# Finding a good Judo School



## TKDJUDO (Nov 29, 2007)

I am interested in training in the art of Judo but it seems like there aren't many legit schools nearby. I've came across a school that teaches several martial arts but their main focus was primarily on taekwondo. I was wondering if anyone can give me some tips on finding a good school, and if it would be worth the drive to go to a school farther than where I live.

Thanks
TKDJUDO


----------



## arnisador (Nov 29, 2007)

The site www.judoinfo.com is always helpful.


----------



## Abbax8 (Dec 1, 2007)

Where are you located? That always helps when asking such questions.

Peace

Dennis


----------



## TKDJUDO (Dec 2, 2007)

Abbax8 said:


> Where are you located? That always helps when asking such questions.
> 
> Peace
> 
> Dennis


 
I live in Philadelphia


----------



## Abbax8 (Dec 3, 2007)

Sensei Ishikawa use to teach in Philly. Look for a school that is run by one of his students and it will probably be a good one.

Lou Moyerman runs a pretty big school, they do a lot of competition. 

The best thing you can do is google schools in Philly and then go visit and watch the classes and talk with the instructors. That way you will have a better idea of where you will be comfortable.

Peace

Dennis


----------



## matt.m (Dec 11, 2007)

Abbax8 said:


> Sensei Ishikawa use to teach in Philly. Look for a school that is run by one of his students and it will probably be a good one.
> 
> Lou Moyerman runs a pretty big school, they do a lot of competition.
> 
> ...


I could not agree more.  However, it will be easy early on as the whether or not the school is good.  I.E., If the teacher talks more than you practice falling then run.  Also, if the instructor is not an active participant with all students giving guidance, but never forgets to remind you of dues......then run.  Lastly, if the school is pushy about sign now, eft, contracts etc. then by all means run.


----------

• [Material]
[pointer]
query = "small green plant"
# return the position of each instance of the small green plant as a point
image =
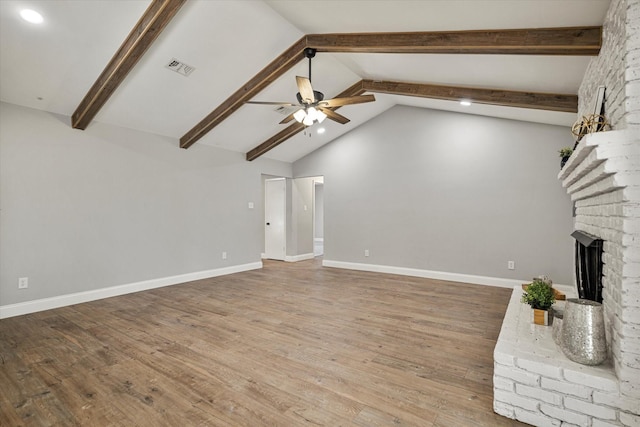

• [Exercise task 1] How would you put this sentence from the judo school thread into Spanish: "The site www.judoinfo.com is always helpful."
• [Exercise task 2] Which usernames appear in the post headings of the judo school thread? List each one once.
• [Exercise task 3] Could you reproduce the judo school thread's wording between "## Abbax8 (Dec 3, 2007)" and "will be comfortable.", inclusive?
The data plays no role here.

• [Task response 1] El sitio www.judoinfo.com siempre es útil.

• [Task response 2] TKDJUDO, arnisador, Abbax8, matt.m

• [Task response 3]
## Abbax8 (Dec 3, 2007)

Sensei Ishikawa use to teach in Philly. Look for a school that is run by one of his students and it will probably be a good one.

Lou Moyerman runs a pretty big school, they do a lot of competition. 

The best thing you can do is google schools in Philly and then go visit and watch the classes and talk with the instructors. That way you will have a better idea of where you will be comfortable.